In the 1970s, Heinz Gaugel created a sgraffito for a private residence in Pataskala, Ohio. The piece, which is installed on the exterior of the home, depicts scenes of early logging, portraying the strength and skill of the loggers as they work. The earthy tones and dynamic figures capture the intensity of labor in the natural environment. This artwork, crafted in Gaugel's signature style, integrates seamlessly with the architectural design, enhancing the rustic charm of the home while providing a unique glimpse into American labor history. The piece is one of several large-scale sgraffito works by Gaugel, who was known for his attention to historical detail and ability to depict human effort in monumental form.

== Techniques ==
Gaugel worked in fresco, Byzantine mosaic, glazed brick, sgraffito, polyurethane enamel, and oil on canvas. He also created statues and monuments.

Extracted entries
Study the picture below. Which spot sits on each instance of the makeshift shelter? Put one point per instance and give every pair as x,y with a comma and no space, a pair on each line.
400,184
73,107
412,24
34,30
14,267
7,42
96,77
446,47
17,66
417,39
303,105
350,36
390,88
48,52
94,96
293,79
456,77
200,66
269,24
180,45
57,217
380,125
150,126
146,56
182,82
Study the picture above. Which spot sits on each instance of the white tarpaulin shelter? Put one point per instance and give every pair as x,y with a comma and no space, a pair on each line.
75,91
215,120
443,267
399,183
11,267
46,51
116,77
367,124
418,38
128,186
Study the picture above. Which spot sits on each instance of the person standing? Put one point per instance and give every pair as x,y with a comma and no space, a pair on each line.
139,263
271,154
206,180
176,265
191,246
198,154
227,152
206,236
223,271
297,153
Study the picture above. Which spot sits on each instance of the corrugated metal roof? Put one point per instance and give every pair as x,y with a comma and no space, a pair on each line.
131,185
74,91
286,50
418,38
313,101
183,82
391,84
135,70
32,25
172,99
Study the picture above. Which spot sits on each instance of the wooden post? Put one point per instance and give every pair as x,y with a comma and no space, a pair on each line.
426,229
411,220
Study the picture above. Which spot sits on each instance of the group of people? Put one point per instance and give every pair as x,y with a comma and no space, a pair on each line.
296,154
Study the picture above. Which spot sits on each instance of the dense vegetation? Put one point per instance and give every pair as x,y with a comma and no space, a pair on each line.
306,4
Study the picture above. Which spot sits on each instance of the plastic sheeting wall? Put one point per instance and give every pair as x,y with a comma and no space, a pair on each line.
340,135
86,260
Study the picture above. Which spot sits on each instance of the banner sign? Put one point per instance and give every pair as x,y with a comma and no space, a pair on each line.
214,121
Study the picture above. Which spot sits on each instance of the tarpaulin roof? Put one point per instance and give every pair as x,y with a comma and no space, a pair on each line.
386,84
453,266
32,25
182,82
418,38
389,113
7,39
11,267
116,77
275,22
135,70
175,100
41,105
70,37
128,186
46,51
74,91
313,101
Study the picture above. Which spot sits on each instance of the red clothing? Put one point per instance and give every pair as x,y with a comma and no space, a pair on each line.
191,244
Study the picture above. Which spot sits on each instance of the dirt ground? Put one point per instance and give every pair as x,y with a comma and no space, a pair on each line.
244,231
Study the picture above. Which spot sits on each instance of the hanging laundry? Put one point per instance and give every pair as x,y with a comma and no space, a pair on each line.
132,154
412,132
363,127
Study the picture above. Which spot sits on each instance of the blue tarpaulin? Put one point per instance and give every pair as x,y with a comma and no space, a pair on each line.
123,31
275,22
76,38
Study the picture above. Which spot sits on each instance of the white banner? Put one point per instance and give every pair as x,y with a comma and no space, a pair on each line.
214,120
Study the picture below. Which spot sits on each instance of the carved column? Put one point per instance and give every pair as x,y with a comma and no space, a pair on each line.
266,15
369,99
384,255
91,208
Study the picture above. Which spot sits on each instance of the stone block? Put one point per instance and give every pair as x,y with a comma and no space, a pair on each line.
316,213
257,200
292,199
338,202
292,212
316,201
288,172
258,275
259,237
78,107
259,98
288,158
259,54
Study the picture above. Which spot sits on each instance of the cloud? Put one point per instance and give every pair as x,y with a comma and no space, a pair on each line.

Task directions
Please carry on the text about Heinz Gaugel's artwork from the point where it stops. The material above has no connection to the text about Heinz Gaugel.

Result of this task
== Teaching ==
Gaugel taught at the Centre for the Arts in Fonthill, Ontario, and also had a studio there.

== Personal life ==
In 1990 Gaugel and his wife, Mary Grace, lived in Kidron, Ohio. He moved back to Ontario in October of 2000. He had two stepsons. He experienced health issues which affected his ability to work.

Gaugel died December 28, 2000, at his home in Fonthill, Ontario at the age of 73. A memorial service was held for him in the mural hall at the Amish and Mennonite Heritage Center January 7, 2001.